Exercise set.
• a. In the post about the GPL and Forth cross-compilers, why must someone distributing binaries produced by gcc comply with the license of libgcc?
• b. According to the post about the GPL and Forth cross-compilers, what does the license of libgcc allow?
• c. Which libraries are named in the post about the GPL and Forth cross-compilers?

Page extract.
╔══

Post by Brian FoxDo you think the same rule applies if I use a GPL Forth to write a
cross-compiler than generates a new Forth system?
IANAL.
What you use for editing the source code or testing plays no role for
the copyright, as long as you don't include significant amounts of
code from a source that was copyrighted by someone else. In the
latter case you have to comply with the license of the source code.
How much is considered "significant" depends on the jurisdiction, and
how far the copyright lobbyists have advanced there.
If you release a binary, the question is if the compiler you use puts
significant code that was not derived from your code into the binary.
E.g., the gcc run-time library libgcc is linked with code generated by
gcc, and therefore you have to comply with the license of libgcc when
distributing binaries produced by gcc. The license of libgcc is not
GPL and allows arbitrary distribution of the resulting binaries.
Programmers tend to think that they can get around the need to comply
with a library's (or Forth system in our case) license by distributing
the source code, and letting the user perform the linking (compiling
in case of a Forth system), but lawyers think differently: If your
source code is written such that it only works with a specific
library, you have to comply with that library's license conditions.
This is apparently so clear to every lawyer involved that AFAIK nobody
has tested it in court yet. Instead, what those have done who did not
want to comply with the GPL is to write alternative libraries with the
same API (in the case of libgmp) so that one could claim that the
source program was not written specifically for the GPLed library; or
they have just not used the GPLed library and have not benefitted from
its qualities (in case of libreadline).
Now, for your question: If you write a cross compiler and run it on a
GPLed Forth, whether you have to comply with the GPL when distributing
the cross-compiler depends on whether the cross-compiler only works
with that GPLed Forth system or also with others (e.g., Gforth's
cross-compiler originally ran on other systems; that may have changed
in the meantime).

╚══

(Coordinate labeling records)
╔══

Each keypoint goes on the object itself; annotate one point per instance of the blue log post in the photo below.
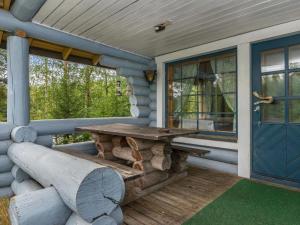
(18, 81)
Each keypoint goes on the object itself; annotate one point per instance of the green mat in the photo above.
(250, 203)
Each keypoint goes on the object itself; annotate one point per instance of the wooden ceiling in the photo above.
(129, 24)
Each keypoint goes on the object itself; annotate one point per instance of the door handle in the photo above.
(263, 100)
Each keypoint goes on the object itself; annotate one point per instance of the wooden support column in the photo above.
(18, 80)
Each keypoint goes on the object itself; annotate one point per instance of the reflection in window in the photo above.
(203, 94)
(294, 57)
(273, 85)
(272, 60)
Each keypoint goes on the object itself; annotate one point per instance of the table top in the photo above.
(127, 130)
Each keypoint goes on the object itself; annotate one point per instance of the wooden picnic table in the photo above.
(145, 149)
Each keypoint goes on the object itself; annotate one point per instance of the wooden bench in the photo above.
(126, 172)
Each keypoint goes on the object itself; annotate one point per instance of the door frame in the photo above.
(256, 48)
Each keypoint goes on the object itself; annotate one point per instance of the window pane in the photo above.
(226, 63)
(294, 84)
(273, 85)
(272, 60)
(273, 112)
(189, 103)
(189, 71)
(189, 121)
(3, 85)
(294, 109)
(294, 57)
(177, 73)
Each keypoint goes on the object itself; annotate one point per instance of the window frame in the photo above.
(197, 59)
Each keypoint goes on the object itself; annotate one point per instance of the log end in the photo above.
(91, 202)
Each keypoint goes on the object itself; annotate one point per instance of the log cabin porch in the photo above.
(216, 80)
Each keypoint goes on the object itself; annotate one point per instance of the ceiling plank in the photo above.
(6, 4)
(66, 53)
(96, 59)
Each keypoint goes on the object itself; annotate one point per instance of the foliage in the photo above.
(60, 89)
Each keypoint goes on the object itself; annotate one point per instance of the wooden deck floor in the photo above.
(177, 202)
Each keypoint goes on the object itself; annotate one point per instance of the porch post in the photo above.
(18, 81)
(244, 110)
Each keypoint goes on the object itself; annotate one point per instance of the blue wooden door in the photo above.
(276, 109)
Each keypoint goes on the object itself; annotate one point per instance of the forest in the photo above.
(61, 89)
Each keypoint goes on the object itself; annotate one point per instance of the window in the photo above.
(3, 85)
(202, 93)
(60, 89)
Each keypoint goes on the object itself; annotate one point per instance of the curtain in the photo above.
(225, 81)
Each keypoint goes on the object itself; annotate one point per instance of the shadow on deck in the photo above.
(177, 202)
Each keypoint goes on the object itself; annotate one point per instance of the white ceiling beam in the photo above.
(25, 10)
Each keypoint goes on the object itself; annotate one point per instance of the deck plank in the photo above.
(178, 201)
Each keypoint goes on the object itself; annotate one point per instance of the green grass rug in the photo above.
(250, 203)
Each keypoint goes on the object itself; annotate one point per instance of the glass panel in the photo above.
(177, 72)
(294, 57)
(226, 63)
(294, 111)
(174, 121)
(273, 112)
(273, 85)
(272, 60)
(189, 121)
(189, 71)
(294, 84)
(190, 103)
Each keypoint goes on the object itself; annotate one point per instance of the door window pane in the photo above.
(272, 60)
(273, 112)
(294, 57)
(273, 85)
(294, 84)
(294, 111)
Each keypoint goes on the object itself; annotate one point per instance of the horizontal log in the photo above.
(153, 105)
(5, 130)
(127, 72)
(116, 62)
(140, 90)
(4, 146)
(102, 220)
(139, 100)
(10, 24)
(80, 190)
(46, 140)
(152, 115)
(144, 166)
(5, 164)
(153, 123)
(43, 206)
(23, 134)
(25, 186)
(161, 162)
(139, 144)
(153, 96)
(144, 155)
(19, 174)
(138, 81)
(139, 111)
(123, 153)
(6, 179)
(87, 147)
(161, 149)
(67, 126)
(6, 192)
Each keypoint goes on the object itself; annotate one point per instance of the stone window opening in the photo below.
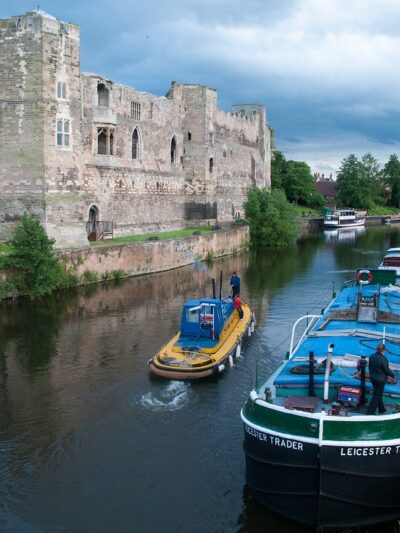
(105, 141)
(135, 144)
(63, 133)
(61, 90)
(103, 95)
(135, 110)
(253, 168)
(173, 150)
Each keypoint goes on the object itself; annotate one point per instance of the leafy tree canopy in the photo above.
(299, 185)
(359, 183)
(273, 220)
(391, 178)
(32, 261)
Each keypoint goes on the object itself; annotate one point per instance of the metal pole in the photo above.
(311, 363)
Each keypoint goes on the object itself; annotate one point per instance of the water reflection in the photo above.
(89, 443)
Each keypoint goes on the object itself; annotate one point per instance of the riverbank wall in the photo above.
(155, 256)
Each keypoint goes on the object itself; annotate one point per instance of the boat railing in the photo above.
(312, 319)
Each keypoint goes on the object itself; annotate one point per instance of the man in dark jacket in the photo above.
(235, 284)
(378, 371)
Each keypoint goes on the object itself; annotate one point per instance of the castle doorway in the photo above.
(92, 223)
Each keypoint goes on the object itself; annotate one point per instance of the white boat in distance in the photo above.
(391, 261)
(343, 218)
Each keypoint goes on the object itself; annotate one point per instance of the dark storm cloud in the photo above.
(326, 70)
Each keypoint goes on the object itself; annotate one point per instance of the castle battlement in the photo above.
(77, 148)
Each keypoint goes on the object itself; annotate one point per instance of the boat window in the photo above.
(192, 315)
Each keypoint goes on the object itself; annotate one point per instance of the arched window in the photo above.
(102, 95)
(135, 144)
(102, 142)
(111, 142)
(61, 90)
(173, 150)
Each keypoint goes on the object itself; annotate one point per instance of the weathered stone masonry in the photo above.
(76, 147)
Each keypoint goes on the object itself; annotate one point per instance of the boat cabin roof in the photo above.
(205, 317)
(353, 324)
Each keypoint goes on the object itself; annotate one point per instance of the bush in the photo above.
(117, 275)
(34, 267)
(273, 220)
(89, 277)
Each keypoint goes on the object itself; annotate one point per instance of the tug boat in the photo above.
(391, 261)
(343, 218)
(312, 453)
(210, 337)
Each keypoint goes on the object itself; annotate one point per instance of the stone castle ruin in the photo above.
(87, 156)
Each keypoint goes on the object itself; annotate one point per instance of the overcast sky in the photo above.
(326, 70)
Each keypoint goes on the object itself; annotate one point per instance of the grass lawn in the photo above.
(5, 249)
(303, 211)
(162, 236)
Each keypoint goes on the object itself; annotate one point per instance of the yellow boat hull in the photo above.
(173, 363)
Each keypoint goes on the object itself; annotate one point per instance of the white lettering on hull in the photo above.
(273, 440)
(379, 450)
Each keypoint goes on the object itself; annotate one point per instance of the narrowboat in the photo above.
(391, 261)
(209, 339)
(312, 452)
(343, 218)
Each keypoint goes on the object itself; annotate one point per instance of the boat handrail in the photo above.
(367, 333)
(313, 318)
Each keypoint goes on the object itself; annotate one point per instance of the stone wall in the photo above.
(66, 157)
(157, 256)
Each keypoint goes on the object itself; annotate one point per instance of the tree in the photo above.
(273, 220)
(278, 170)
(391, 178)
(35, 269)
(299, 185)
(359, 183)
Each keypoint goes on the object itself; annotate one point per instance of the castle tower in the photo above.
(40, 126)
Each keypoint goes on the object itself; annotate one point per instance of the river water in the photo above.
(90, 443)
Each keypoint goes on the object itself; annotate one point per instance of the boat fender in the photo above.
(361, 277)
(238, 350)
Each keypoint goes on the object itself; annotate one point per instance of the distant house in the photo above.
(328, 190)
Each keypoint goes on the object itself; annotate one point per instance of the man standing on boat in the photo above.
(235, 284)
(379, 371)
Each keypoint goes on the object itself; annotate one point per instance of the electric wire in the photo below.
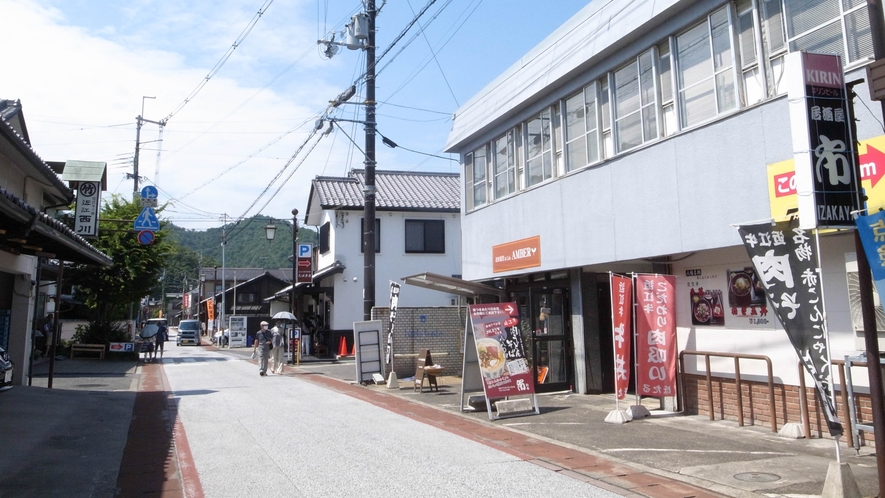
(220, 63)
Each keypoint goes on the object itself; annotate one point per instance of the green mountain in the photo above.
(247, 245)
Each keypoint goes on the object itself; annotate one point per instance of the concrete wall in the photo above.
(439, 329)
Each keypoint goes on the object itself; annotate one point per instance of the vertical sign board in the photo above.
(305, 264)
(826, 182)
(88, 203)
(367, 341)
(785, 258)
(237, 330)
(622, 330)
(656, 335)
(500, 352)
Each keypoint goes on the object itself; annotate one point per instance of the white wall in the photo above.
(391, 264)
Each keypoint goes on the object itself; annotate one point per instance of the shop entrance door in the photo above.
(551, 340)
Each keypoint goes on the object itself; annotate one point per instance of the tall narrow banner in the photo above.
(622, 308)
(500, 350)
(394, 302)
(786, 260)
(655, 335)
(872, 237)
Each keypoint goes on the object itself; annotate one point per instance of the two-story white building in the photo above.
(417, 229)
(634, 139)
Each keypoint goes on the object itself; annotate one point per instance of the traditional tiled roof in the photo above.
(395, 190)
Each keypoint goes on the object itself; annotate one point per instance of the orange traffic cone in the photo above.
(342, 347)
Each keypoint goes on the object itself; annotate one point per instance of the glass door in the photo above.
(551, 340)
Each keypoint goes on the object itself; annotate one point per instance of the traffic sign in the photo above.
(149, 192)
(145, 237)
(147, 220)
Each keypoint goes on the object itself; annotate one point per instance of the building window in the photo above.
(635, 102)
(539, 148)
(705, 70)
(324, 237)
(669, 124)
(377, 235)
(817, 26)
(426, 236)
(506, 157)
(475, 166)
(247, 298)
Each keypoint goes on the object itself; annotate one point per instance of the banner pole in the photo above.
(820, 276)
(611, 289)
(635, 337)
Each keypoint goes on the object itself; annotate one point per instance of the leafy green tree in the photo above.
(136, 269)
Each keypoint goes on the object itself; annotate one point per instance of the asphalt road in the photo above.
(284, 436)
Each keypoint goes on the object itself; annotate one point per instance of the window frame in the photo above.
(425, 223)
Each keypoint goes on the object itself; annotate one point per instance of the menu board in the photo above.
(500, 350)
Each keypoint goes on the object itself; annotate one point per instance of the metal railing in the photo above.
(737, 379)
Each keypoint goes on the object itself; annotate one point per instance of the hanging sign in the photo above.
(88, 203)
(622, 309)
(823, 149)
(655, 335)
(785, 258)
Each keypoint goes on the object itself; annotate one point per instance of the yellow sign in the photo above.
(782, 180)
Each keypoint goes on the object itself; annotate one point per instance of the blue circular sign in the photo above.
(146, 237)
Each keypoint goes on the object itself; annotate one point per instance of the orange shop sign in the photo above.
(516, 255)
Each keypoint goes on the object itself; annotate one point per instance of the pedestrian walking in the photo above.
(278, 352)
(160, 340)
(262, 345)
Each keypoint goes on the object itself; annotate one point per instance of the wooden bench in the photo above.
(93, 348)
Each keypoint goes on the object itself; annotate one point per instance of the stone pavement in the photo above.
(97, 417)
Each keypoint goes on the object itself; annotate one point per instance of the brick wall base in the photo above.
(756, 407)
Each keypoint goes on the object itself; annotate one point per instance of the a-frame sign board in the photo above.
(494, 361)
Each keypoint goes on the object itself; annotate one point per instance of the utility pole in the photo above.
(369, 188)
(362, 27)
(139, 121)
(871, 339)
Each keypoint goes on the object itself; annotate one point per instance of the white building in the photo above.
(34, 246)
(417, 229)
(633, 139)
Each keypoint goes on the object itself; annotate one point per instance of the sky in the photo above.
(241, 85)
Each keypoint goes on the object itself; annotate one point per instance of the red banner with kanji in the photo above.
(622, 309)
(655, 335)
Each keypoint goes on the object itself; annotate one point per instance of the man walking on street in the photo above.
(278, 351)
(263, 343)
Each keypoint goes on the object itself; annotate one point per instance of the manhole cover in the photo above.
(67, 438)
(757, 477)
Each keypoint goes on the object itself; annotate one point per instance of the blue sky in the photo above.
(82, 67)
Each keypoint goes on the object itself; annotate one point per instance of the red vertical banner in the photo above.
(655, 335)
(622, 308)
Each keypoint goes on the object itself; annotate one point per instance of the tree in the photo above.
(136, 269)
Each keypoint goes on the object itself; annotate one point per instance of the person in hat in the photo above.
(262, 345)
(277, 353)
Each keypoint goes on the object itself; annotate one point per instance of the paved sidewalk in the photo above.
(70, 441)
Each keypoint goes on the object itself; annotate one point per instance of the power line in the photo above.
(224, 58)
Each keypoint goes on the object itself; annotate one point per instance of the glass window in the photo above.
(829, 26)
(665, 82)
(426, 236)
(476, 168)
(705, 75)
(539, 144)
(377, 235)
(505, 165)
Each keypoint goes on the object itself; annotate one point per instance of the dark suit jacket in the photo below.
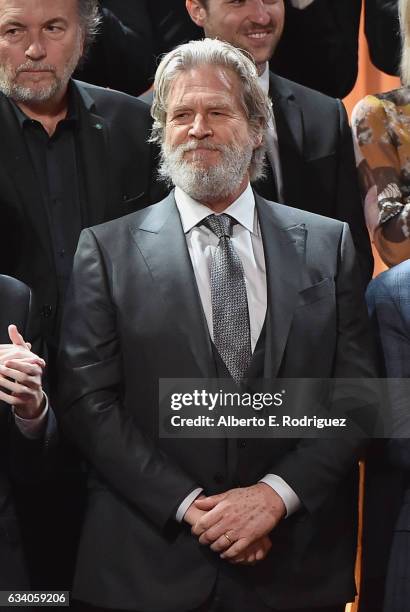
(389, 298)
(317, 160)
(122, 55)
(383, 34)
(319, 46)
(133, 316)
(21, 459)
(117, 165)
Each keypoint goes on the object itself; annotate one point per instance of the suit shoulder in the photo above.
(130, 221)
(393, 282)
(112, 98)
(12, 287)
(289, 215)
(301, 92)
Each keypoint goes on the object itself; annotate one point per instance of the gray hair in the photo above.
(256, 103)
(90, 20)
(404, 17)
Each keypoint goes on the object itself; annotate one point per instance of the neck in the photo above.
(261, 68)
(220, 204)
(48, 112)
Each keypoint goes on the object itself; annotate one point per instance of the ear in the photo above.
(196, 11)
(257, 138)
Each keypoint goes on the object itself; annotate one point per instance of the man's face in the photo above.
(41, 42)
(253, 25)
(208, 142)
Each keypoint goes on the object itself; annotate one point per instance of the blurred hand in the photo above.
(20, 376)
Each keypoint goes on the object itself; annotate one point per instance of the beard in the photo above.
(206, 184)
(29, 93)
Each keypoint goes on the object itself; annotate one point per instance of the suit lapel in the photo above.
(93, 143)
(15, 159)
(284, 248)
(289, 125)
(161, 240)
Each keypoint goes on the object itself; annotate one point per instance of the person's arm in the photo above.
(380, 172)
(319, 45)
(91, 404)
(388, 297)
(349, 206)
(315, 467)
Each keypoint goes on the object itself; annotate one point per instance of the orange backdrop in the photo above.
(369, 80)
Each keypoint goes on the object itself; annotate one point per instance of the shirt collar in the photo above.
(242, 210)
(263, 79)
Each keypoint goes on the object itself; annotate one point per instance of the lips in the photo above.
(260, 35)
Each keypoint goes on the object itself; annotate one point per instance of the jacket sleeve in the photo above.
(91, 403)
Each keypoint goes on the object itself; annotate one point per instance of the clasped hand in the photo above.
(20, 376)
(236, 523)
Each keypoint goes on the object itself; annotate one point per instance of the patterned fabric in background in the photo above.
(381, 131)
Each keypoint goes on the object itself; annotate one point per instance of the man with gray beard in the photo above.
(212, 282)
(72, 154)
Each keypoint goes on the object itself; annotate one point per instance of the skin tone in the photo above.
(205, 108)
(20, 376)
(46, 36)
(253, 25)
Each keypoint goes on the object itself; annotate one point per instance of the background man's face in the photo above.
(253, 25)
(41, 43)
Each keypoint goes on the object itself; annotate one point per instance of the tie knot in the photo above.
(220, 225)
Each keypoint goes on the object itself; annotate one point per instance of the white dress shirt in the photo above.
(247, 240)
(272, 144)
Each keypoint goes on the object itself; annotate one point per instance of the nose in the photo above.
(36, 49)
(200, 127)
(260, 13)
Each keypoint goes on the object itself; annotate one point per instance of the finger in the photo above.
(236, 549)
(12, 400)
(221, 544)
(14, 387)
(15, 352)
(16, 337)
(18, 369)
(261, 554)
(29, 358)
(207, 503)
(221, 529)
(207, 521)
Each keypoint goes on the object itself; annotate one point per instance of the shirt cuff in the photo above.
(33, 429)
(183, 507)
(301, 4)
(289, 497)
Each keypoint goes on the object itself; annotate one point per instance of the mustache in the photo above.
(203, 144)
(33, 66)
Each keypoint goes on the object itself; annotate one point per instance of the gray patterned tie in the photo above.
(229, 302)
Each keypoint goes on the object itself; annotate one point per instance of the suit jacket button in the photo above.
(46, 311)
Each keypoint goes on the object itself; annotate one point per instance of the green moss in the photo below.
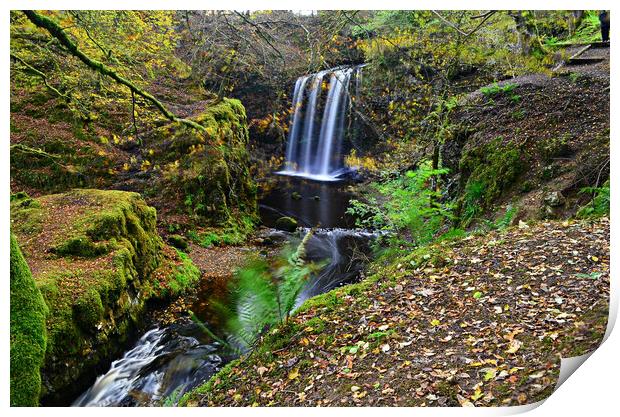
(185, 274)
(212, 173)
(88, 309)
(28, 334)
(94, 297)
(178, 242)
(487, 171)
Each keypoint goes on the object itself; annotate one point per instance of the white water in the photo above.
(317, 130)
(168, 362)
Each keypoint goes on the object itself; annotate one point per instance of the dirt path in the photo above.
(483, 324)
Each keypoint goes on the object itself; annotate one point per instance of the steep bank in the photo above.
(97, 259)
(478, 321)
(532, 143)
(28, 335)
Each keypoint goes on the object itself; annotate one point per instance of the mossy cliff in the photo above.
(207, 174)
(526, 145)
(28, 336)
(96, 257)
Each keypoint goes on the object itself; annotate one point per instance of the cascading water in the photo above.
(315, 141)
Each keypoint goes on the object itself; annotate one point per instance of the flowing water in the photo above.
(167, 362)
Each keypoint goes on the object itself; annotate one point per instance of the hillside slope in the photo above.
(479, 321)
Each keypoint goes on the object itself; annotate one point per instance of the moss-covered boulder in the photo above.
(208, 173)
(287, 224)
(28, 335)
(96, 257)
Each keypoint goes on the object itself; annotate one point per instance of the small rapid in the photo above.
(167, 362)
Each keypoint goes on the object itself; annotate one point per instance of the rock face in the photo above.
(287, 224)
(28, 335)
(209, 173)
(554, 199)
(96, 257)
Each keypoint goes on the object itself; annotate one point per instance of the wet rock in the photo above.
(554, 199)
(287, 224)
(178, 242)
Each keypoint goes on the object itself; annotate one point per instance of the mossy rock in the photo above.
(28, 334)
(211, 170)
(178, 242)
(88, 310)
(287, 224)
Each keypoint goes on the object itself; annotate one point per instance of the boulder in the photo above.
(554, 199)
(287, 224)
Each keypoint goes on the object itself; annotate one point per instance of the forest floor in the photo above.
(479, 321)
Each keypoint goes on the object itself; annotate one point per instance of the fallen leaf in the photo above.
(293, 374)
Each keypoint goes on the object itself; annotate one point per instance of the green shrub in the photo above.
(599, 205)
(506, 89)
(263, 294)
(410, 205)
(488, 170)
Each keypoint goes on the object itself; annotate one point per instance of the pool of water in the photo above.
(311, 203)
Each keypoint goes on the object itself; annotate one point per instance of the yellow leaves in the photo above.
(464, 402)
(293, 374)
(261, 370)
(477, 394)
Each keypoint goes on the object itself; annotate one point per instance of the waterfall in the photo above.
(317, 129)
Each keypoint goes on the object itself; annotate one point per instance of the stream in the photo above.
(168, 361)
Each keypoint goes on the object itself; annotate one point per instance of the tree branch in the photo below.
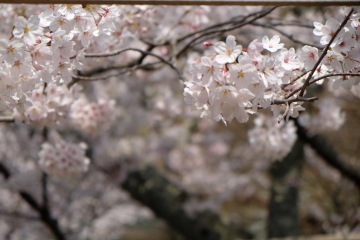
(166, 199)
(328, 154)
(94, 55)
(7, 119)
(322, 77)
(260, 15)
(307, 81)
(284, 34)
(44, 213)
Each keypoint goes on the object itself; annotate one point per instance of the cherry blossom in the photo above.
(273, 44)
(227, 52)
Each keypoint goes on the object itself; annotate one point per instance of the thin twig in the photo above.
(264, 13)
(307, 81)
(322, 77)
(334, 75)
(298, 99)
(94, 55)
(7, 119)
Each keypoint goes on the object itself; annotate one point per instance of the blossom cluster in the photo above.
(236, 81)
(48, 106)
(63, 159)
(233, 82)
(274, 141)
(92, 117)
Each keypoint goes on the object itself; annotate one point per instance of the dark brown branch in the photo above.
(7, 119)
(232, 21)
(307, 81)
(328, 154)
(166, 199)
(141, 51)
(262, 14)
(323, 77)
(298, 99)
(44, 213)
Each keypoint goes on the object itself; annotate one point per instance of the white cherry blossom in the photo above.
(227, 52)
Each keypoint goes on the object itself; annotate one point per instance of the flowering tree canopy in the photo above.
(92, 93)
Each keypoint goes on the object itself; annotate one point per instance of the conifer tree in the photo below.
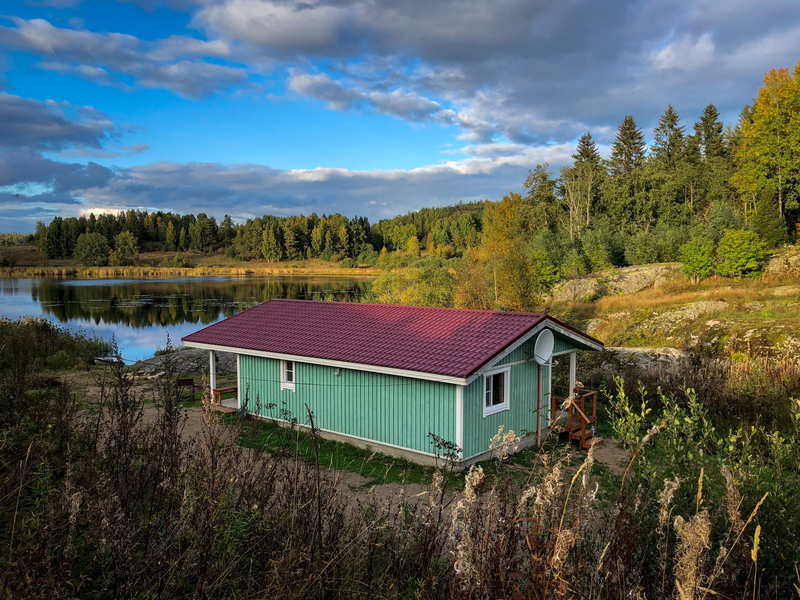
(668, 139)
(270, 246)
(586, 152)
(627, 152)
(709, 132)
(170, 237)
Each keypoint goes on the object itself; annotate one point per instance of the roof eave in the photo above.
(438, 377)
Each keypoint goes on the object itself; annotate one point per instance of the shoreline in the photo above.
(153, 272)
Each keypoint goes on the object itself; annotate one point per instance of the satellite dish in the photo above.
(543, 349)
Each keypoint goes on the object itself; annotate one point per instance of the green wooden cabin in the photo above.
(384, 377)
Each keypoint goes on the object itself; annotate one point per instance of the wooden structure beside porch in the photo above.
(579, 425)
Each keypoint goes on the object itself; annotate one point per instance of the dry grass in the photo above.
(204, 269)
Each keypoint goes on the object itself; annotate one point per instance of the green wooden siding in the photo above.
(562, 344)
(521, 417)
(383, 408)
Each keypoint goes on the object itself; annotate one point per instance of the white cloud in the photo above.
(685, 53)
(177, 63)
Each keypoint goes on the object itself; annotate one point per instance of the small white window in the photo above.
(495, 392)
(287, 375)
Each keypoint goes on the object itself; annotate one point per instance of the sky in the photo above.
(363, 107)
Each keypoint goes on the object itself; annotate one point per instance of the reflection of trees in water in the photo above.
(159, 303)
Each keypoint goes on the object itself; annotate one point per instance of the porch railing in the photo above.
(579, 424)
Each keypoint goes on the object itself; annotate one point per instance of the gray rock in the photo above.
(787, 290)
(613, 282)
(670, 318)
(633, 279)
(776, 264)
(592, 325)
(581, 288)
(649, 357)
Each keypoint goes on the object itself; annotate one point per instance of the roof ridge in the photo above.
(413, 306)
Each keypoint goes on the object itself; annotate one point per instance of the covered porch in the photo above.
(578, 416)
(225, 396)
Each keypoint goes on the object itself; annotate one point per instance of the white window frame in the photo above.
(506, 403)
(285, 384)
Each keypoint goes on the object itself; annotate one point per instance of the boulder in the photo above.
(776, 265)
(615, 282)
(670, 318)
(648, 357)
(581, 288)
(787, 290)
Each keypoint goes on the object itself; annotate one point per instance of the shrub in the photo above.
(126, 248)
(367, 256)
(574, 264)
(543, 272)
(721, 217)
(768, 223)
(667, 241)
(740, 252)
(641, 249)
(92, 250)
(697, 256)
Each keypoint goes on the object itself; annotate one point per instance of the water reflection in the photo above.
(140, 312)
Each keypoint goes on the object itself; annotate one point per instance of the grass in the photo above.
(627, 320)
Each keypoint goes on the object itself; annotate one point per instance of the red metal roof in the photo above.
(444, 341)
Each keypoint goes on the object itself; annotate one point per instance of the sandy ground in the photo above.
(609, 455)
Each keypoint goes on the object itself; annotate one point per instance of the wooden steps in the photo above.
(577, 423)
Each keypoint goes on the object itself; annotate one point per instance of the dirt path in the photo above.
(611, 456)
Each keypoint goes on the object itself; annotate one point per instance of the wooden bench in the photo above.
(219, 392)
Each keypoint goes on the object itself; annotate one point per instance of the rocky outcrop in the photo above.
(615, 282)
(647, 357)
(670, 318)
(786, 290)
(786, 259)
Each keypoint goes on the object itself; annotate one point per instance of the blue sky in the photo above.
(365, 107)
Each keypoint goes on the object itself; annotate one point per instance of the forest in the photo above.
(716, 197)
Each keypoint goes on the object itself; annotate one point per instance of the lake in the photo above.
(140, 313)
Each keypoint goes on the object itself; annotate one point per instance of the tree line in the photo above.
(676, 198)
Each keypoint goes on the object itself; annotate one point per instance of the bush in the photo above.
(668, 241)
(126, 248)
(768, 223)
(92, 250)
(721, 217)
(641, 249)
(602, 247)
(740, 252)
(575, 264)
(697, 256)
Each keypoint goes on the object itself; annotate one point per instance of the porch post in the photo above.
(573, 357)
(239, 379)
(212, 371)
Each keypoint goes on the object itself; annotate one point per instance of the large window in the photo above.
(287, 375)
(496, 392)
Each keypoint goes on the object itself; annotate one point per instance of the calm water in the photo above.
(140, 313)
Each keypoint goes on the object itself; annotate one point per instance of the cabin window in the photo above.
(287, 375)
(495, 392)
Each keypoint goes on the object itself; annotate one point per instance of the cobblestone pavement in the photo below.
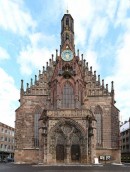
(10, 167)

╚══

Worked solutions.
• a. The gcc run-time library libgcc is linked with code generated by gcc. Binaries produced by gcc therefore contain libgcc code, so its license applies when they are distributed.

• b. It allows arbitrary distribution of the resulting binaries.

• c. libgcc, libgmp, libreadline